Data lines:

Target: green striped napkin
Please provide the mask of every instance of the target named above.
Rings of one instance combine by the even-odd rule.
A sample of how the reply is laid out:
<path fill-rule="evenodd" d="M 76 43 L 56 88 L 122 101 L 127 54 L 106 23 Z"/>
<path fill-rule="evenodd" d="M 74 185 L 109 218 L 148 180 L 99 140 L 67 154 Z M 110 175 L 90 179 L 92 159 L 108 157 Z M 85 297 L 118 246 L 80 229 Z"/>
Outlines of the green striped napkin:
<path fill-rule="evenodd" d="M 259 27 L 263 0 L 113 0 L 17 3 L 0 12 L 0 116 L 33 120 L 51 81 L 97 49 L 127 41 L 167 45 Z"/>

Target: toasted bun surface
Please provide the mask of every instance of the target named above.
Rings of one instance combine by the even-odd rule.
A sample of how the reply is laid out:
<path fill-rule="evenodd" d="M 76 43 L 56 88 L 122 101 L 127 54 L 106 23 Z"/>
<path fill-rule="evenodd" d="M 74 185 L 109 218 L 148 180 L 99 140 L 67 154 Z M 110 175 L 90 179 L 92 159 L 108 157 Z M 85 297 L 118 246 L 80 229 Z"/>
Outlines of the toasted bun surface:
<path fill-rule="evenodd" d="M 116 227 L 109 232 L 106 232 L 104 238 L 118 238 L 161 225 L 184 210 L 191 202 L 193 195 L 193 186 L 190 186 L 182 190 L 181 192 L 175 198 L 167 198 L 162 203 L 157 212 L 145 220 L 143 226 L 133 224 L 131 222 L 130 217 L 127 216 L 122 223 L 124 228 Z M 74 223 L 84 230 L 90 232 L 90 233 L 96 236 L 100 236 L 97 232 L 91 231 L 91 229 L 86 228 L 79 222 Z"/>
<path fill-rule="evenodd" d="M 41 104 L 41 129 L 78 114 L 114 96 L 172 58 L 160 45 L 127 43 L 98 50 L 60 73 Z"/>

Given request:
Please give all of the material above as a JSON list of strings, one string per line, leaving out blank lines.

Output of the task:
[
  "Target: green striped napkin",
  "Please provide the mask of every instance of the target named above.",
  "Rings of one instance combine by the even-odd rule.",
  "A sample of how the reply is laid out:",
  "<path fill-rule=\"evenodd\" d=\"M 76 43 L 56 88 L 122 101 L 127 54 L 106 23 Z\"/>",
  "<path fill-rule=\"evenodd\" d=\"M 74 185 L 109 218 L 148 180 L 99 140 L 67 154 Z M 110 175 L 90 179 L 92 159 L 108 157 Z M 85 297 L 118 246 L 80 229 Z\"/>",
  "Outlines of the green striped napkin:",
  "<path fill-rule=\"evenodd\" d=\"M 259 27 L 263 0 L 113 0 L 17 3 L 0 12 L 0 116 L 33 120 L 51 81 L 97 49 L 127 41 L 167 45 Z\"/>",
  "Target: toasted bun surface",
  "Please provide the mask of every instance of the target named above.",
  "Rings of one instance combine by the even-odd rule.",
  "A sample of how the reply is laid out:",
  "<path fill-rule=\"evenodd\" d=\"M 76 43 L 56 88 L 122 101 L 127 54 L 106 23 Z\"/>",
  "<path fill-rule=\"evenodd\" d=\"M 74 185 L 109 218 L 148 180 L 99 140 L 67 154 Z M 110 175 L 90 179 L 92 159 L 108 157 Z M 85 297 L 118 246 L 80 229 Z\"/>",
  "Outlines of the toasted bun surface:",
  "<path fill-rule=\"evenodd\" d=\"M 116 227 L 109 232 L 106 232 L 104 238 L 118 238 L 161 225 L 184 210 L 191 202 L 193 195 L 193 186 L 190 186 L 182 190 L 181 192 L 175 198 L 167 198 L 162 203 L 157 212 L 145 220 L 143 226 L 133 224 L 131 222 L 130 217 L 127 216 L 122 223 L 124 228 Z M 74 223 L 84 230 L 90 232 L 90 233 L 96 236 L 100 236 L 97 232 L 91 231 L 91 229 L 86 228 L 79 222 Z\"/>",
  "<path fill-rule=\"evenodd\" d=\"M 41 104 L 41 129 L 78 114 L 114 96 L 172 58 L 160 45 L 127 43 L 98 50 L 60 73 Z\"/>"
]